*** Supplied data ***
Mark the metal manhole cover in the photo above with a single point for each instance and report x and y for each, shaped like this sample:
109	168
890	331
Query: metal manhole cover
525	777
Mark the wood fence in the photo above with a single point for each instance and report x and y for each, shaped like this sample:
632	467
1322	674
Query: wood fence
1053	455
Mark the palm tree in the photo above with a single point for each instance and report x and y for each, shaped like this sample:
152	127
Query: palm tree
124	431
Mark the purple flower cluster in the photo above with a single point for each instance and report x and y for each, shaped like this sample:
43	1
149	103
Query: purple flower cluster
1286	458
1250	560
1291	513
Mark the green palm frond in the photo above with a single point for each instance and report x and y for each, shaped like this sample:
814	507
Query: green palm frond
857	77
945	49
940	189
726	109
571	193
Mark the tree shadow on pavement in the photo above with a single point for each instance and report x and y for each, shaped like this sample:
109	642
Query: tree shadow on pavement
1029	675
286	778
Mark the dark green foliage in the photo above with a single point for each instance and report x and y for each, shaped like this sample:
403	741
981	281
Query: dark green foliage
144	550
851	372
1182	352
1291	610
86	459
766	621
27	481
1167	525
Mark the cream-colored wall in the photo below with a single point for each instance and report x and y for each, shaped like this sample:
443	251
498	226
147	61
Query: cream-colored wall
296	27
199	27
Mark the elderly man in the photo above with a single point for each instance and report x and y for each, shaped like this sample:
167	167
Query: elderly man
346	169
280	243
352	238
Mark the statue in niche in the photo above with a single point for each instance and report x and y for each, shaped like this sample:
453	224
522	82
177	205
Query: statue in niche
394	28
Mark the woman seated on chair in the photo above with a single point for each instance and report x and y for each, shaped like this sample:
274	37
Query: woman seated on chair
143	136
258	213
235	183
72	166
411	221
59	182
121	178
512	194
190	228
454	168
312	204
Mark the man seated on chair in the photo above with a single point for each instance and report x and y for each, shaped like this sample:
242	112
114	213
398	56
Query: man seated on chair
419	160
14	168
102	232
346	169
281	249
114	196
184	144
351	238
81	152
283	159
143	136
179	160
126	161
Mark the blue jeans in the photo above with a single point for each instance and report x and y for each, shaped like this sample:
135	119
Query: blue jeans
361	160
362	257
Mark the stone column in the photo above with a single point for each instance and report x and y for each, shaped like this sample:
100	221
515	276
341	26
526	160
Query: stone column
***
§ To be done:
Please retype all of the data above line for line, with no changes.

§ Complete response:
Mark the metal manhole cover in the photo above with a single point for each instance and report x and y for each, shaped like this sample:
109	168
890	331
Query: metal manhole cover
525	777
Mark the wood fence in the photo above with a single point for each instance and report x and y for each, shaped like this sample:
632	467
1322	674
Query: wood fence
1053	455
Mark the palm tree in the photo above with a single point for each instance and report x and y for each, shaped like this sample:
152	127
Query: palm tree
124	431
Mark the purple flower cluster in the photo above with a single point for each instance and report x and y for each, shaped like this sample:
43	1
149	103
Query: purple flower cluster
1286	458
1250	560
1291	513
Mark the green palm frond in the photo above with a single point for each instance and report x and y for each, shaped like this sample:
814	507
Query: green palm frond
857	77
945	49
940	189
726	109
571	193
Mark the tree shadow on pavement in the photo above with a single point for each instance and report x and y for each, shaped like this sample:
109	642
Query: tree shadow on pavement
1029	675
286	778
Mark the dark green foliage in the photo above with a single point for each instance and report x and y for each, shaped like this sample:
403	741
981	281
Query: dark green foliage
144	550
851	372
1182	352
1291	610
86	459
766	621
27	481
1167	525
Mark the cream-colored wall in the photo below with a single point for each instance and report x and y for each, shaped like this sample:
443	251
498	226
147	61
Query: cream-colored wall
296	27
199	27
Mark the elderly man in the photo above with a single point for each instance and report x and y for each, shaped like this sample:
167	167
Query: elderly man
346	169
280	243
352	238
Mark the statue in niche in the photo above with a single point for each instance and report x and y for each, shaped like this sample:
453	224
522	82
177	205
Query: statue in niche
394	28
Mark the woman seated on chair in the photo above with a single point for each instance and report x and y for each, shaped like this sample:
274	37
Query: woman seated on chair
143	136
258	213
235	183
72	166
411	221
59	182
121	178
512	194
190	228
454	168
312	204
Mark the man seated on chair in the photo above with a single point for each instance and report x and y for each, shaped like this sample:
242	112
114	213
398	56
Query: man seated on chair
419	160
14	168
102	232
346	169
281	249
114	196
184	144
351	238
81	152
283	159
143	136
179	160
126	161
Mark the blue jeans in the photo above with a single point for each instance and report x and y for each, shaped like this sample:
135	119
Query: blue jeans
361	160
362	257
Mark the stone column in the photo above with a single point for each instance and report x and y for each, shaped like this sample:
100	221
515	276
341	26
526	160
Query: stone column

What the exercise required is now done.